◆ INSTRUCTIONS FOR THE TASK
Find each row below that contains the word "provide" and copy those rows in full.

◆ DATA SECTION
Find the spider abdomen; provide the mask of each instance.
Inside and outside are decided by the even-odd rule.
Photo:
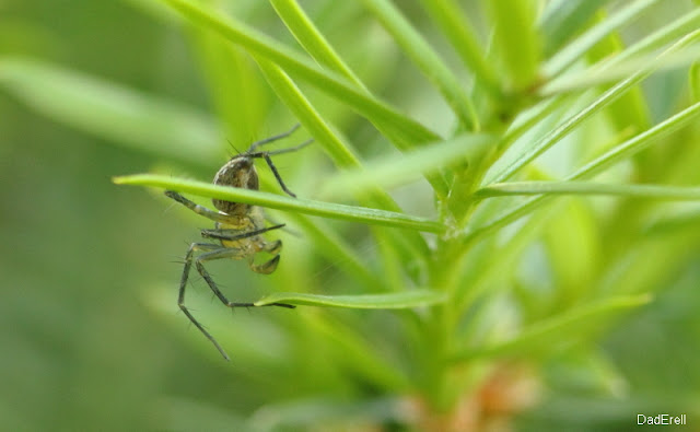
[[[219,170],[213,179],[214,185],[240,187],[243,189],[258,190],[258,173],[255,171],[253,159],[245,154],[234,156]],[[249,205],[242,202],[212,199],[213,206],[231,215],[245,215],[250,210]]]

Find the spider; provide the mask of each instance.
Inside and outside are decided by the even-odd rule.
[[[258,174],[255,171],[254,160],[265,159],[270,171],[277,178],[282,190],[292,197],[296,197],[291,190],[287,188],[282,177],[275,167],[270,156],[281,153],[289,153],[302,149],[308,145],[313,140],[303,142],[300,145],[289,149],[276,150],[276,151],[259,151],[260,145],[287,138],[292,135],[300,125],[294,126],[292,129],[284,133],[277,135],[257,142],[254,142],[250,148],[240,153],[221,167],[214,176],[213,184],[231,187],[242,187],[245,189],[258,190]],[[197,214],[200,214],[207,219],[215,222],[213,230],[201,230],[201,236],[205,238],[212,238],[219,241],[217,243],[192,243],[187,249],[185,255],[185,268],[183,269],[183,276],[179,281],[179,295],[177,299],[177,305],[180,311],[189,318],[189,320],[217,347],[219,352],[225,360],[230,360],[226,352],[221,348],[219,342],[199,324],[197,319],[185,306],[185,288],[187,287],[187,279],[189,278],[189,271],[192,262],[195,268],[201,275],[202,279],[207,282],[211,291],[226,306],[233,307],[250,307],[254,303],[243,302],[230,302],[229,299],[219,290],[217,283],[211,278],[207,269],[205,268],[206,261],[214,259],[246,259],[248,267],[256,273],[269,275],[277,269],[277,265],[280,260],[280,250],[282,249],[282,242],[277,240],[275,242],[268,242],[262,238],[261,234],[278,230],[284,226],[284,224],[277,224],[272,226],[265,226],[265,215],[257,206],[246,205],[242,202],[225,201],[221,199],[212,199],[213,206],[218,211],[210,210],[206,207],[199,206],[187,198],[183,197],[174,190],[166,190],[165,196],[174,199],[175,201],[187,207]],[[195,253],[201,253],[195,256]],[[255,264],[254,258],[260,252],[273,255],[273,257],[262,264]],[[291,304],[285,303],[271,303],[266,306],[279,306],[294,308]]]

* * *

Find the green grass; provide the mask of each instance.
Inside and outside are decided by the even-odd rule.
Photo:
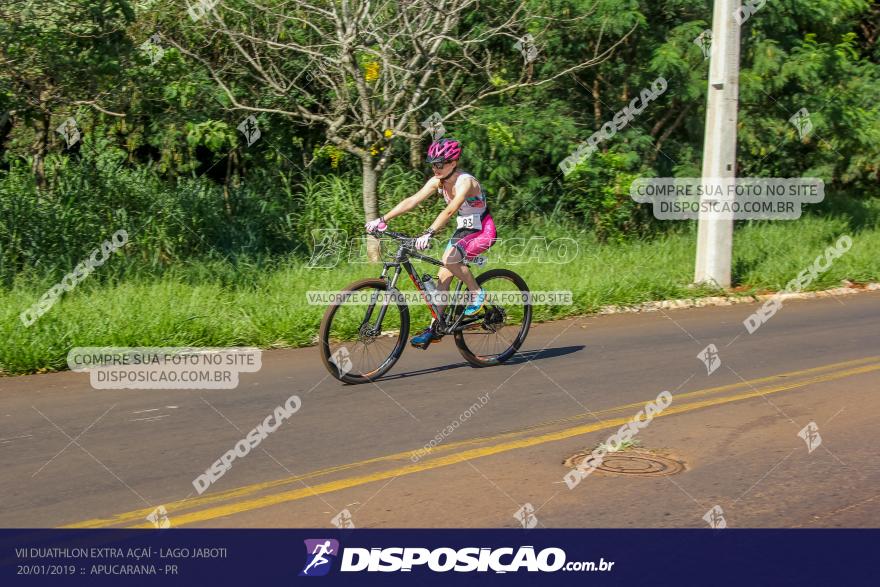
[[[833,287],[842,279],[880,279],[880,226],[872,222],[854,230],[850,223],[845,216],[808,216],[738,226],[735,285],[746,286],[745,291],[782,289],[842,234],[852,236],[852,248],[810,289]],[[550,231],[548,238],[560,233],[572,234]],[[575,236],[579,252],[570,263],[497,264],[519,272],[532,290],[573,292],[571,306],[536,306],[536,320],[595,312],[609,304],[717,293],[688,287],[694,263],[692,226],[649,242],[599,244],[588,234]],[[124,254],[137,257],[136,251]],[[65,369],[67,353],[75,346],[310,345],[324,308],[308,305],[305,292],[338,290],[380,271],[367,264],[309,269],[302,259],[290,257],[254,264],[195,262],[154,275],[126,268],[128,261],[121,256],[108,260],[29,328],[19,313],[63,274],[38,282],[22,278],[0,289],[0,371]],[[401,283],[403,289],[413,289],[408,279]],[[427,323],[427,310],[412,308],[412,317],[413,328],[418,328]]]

--

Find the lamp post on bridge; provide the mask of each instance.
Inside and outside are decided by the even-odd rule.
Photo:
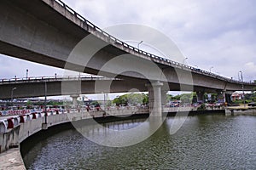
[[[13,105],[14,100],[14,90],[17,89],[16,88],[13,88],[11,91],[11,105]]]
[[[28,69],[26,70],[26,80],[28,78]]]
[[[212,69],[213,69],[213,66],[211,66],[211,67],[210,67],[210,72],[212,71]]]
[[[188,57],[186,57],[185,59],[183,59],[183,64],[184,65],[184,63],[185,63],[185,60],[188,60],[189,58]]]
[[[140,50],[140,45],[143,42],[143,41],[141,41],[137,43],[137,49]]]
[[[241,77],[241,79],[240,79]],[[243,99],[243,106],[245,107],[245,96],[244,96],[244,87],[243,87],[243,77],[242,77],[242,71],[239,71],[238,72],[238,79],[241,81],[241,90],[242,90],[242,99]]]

◆ FULL SOLUTION
Find the spider abdomen; provide the mask of each instance.
Find the spider; provide the mask of each instance.
Find the green grass; provide the mask of each instance.
Find the lamp post on bridge; provide the mask of each instance.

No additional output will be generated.